>>>
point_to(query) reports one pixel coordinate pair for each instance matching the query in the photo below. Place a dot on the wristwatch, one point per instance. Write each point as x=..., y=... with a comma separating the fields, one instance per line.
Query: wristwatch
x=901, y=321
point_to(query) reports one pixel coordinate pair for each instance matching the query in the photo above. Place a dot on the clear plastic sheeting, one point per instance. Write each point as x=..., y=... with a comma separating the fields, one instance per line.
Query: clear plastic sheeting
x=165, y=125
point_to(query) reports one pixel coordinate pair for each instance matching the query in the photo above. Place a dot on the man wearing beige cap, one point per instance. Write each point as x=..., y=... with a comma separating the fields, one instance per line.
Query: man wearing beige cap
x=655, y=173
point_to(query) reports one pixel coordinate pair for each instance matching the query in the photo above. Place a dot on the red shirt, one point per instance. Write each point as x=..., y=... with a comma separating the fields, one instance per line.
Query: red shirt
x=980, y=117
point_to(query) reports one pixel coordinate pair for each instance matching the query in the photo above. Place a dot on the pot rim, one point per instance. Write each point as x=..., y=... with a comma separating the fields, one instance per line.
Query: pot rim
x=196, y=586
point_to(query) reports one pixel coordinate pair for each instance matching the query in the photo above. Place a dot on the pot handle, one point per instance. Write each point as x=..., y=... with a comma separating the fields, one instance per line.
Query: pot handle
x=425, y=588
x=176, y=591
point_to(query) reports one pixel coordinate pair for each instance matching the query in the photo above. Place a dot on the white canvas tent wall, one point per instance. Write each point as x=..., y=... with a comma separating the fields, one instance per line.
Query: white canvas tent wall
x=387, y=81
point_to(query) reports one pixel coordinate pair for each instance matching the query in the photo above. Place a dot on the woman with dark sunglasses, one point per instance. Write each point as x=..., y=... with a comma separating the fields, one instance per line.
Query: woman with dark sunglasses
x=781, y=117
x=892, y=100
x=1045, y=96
<<<
WORK REQUEST —
Keep every word as given and return the full listing.

SOLUTION TO THE EXERCISE —
point_to(query) reports one pixel coordinate pair for each instance matching the query in the photo below. Place a dot on the wristwatch, one point per instance. Write each point as x=..., y=... with a comma separating the fields, one instance per line.
Query: wristwatch
x=901, y=321
point_to(query) reports one pixel coordinate pair for each instance matching the query in the photo above. Place a dot on the clear plastic sheeting, one point per instance. Write each point as x=..., y=... with a comma separating the fields, one instance per line.
Query: clear plastic sheeting
x=165, y=125
point_to(query) reports one pixel coordinate pair for each instance matching the query in the photo above. Place a dot on the man wearing beige cap, one point per instance. Write each point as x=..., y=... with a comma separating the fields, one instance per line.
Query: man wearing beige cap
x=655, y=173
point_to(query) reports one pixel coordinate pair for each instance matching the query in the photo above. Place a dot on the red shirt, one point per instance. Write each point as x=..., y=... with a comma separating the fields, one instance per line.
Query: red shirt
x=980, y=117
point_to(query) reports one pixel coordinate pair for each instance matching the query in the photo above. Place a dot on the pot rim, one point per instance. Write each point as x=..., y=... with a comma separating the fields, one instance per line.
Query: pot rim
x=196, y=586
point_to(query) reports one pixel coordinate pair for each instance matching the query in the photo above. Place a dot on the pot handle, one point per instance. Write each point as x=..., y=... with a comma separating the fields, one instance per line.
Query: pot handle
x=425, y=588
x=176, y=591
point_to(query) reports one pixel coordinate pair for each instance matching the query in the photo above. Place a dot on the white canvas tent wall, one point per instance. Write each point as x=..., y=... with a comma separating the fields, one instance per line.
Query: white canvas tent wall
x=387, y=81
point_to(query) reports one pixel coordinate pair for each instance matching the query in the photo above. Place a dot on the woman with dark sunglasses, one point per instance. Write each point as x=..., y=... with a comma separating the fields, one instance per line.
Query: woman with dark sunglasses
x=781, y=117
x=892, y=100
x=1045, y=96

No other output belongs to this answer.